Textausschnitt

Österreich

Biker fuhr Polizisten um: Prozess auf Herbst vertagt

Heute Redaktion
Teilen
Picture
Bild: Denise Auer

Erdinc. A raste im Vorjahr einen Polizisten um, der Mann lag zwei Wochen im Koma. Kurios: Am Mittwoch platzte der Prozess, weil ein Gutachter nicht erschien!

Prozess gegen Erdinc A. (30) am Mittwoch. Der gebürtige Türke hatte letzten Herbst bei einer Verfolgungsjagd mit der Polizei einen Beamten niedergefahren und schwer verletzt – wir berichteten. Die Verhandlung wurde am Nachmittag auf Oktober vertagt, weil ein Sachverständiger nicht erschienen war. Doch der Reihe nach: Geknickt schlurfte der wesentlich jünger aussehende Angeklagte Mittwoch um Punkt 9 Uhr in den Gerichtssaal. Dieser war randvoll mit Zusehern und Journalisten gefüllt. Alle wollten wissen: Hat Erdinc A. es bei seiner Flucht am 22. September in Wien-Floridsdorf bewusst in Kauf genommen, Menschenleben auf's Spiel zu setzen?

"Ich liebe Motorräder, als ich das Bike meines Bruders gesehen habe, erinnerte ich mich an meine alten Jugendtage. Ich wollte es nur kurz zur Werkstatt fahren. Da sah ich das Schild eines anderen Motorrads und kopierte die Nummer der Kennzeichentafel. Ich wollte nur ein bisschen rumfahren", rechtfertigte sich der Angeklagte für seine Spritztour. Vertreten wurde er von Anwalt Manfred Arbacher-Stöger.

In Widersprüchen verwickelt

Auf der Tankstelle sei ihm aufgefallen, dass er ins Visier der Gesetzeshüter geraten war – worauf er auf das Motorrad hüpfte und Gas gab. "Ich wollte keinen Ärger auf meinem Freigang", so Erdinc A. Eine Verfolgungsjagd mit der Polizei war die Folge.

In der Rußbergstraße (Wien-Floridsdorf) raste er dann mit der 175 PS-Maschine den Gruppeninspektor Anton F. (52) nieder. Laut Aussagen der Augenzeugen wurde der Beamte bis zu 20 Meter durch die Luft geschleudert.

"Ich weiß nur, dass ich immer wieder nach hinten geblickt habe, plötzlich stand dieser Mann vor mir. Zum Bremsen war es schon zu spät. Den Mann vor mir hab ich nicht einmal als Polizisten erkennen können. Den Lenker hab ich nach links gerissen um noch an ihm vorbeizukommen. Danach war alles schwarz."

Arbeitsauftrag 1
Wie lange lag der angefahrene Polizist laut Textausschnitt im Koma?
Arbeitsauftrag 2
Wiederhole wortgetreu eine Stelle aus dem Textausschnitt: Fang bei den Worten „Erdinc. A raste“ an und hör nach „Spiel zu setzen?“ auf.
Arbeitsauftrag 3
Übersetze diesen Satz aus dem Textausschnitt ins Englische: „Laut Aussagen der Augenzeugen wurde der Beamte bis zu 20 Meter durch die Luft geschleudert.“

Datenauszüge
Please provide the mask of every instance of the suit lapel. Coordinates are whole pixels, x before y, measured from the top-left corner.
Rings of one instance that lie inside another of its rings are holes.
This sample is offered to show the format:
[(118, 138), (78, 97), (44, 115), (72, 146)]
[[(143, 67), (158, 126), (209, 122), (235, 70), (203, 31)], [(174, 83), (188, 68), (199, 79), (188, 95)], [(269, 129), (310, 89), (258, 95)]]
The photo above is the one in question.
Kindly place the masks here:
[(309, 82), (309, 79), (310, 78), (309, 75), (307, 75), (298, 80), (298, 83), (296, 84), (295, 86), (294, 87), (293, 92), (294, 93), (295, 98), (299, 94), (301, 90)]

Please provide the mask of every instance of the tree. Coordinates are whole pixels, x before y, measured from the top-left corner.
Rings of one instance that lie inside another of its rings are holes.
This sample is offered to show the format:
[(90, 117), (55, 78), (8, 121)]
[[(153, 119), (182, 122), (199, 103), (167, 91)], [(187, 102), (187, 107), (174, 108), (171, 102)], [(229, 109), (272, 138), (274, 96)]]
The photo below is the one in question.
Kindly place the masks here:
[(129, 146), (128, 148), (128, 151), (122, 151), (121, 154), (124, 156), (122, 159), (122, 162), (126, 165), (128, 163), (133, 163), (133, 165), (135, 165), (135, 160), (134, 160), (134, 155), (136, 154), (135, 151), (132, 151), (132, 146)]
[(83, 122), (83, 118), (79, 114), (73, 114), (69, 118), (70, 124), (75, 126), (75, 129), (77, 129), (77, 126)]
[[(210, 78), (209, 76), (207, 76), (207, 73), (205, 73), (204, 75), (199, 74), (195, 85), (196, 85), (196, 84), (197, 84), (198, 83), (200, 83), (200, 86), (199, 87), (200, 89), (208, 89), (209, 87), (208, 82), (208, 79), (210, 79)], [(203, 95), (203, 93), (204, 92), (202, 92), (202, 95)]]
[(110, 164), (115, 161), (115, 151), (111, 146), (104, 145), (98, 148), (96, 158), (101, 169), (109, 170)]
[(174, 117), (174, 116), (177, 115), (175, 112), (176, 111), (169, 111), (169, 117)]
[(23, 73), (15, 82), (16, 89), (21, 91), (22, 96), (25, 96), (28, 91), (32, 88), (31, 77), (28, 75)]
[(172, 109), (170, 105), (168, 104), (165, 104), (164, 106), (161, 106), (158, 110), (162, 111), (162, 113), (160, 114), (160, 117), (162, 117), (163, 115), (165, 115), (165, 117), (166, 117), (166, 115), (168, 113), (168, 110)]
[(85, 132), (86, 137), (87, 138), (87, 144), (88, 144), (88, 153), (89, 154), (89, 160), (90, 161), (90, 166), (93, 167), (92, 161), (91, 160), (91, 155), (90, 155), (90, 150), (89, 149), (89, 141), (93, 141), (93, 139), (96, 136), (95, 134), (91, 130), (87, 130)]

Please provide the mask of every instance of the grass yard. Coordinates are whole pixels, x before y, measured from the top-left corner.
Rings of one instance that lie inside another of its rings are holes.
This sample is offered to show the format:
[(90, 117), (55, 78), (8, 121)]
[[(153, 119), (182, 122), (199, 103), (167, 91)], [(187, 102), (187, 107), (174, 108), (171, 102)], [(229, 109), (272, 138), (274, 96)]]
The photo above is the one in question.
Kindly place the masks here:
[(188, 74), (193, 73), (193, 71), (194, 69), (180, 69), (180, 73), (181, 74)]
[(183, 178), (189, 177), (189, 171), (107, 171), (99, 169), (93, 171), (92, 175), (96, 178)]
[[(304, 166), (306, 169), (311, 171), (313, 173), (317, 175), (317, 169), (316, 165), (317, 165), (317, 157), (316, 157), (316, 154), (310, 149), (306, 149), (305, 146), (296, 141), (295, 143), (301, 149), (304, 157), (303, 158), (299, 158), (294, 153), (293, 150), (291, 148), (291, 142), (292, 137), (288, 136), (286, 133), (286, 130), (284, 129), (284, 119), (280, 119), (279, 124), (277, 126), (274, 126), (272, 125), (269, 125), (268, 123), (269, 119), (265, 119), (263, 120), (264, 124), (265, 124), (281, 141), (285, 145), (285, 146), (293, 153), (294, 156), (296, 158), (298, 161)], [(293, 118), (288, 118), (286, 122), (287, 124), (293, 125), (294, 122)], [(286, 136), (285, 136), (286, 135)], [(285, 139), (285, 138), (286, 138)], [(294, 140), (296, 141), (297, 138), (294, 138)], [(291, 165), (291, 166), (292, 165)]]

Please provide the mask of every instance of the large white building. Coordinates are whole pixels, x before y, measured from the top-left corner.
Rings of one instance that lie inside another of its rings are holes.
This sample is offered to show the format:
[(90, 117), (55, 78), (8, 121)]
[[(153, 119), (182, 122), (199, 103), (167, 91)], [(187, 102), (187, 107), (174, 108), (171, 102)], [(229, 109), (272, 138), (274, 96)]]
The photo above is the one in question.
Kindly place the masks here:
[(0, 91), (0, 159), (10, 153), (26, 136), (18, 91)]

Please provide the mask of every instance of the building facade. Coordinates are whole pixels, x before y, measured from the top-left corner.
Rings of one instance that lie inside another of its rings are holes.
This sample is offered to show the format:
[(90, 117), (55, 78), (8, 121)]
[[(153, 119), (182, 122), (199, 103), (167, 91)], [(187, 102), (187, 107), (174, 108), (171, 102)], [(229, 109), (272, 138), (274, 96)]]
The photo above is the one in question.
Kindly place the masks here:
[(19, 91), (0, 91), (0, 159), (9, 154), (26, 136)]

Schriftliche Antwort 1
Zwei Wochen.

Schriftliche Antwort 2
Erdinc. A raste im Vorjahr einen Polizisten um, der Mann lag zwei Wochen im Koma. Kurios: Am Mittwoch platzte der Prozess, weil ein Gutachter nicht erschien!

Prozess gegen Erdinc A. (30) am Mittwoch. Der gebürtige Türke hatte letzten Herbst bei einer Verfolgungsjagd mit der Polizei einen Beamten niedergefahren und schwer verletzt – wir berichteten. Die Verhandlung wurde am Nachmittag auf Oktober vertagt, weil ein Sachverständiger nicht erschienen war. Doch der Reihe nach: Geknickt schlurfte der wesentlich jünger aussehende Angeklagte Mittwoch um Punkt 9 Uhr in den Gerichtssaal. Dieser war randvoll mit Zusehern und Journalisten gefüllt. Alle wollten wissen: Hat Erdinc A. es bei seiner Flucht am 22. September in Wien-Floridsdorf bewusst in Kauf genommen, Menschenleben auf's Spiel zu setzen?

Schriftliche Antwort 3
According to eyewitness statements, the officer was thrown up to 20 meters through the air.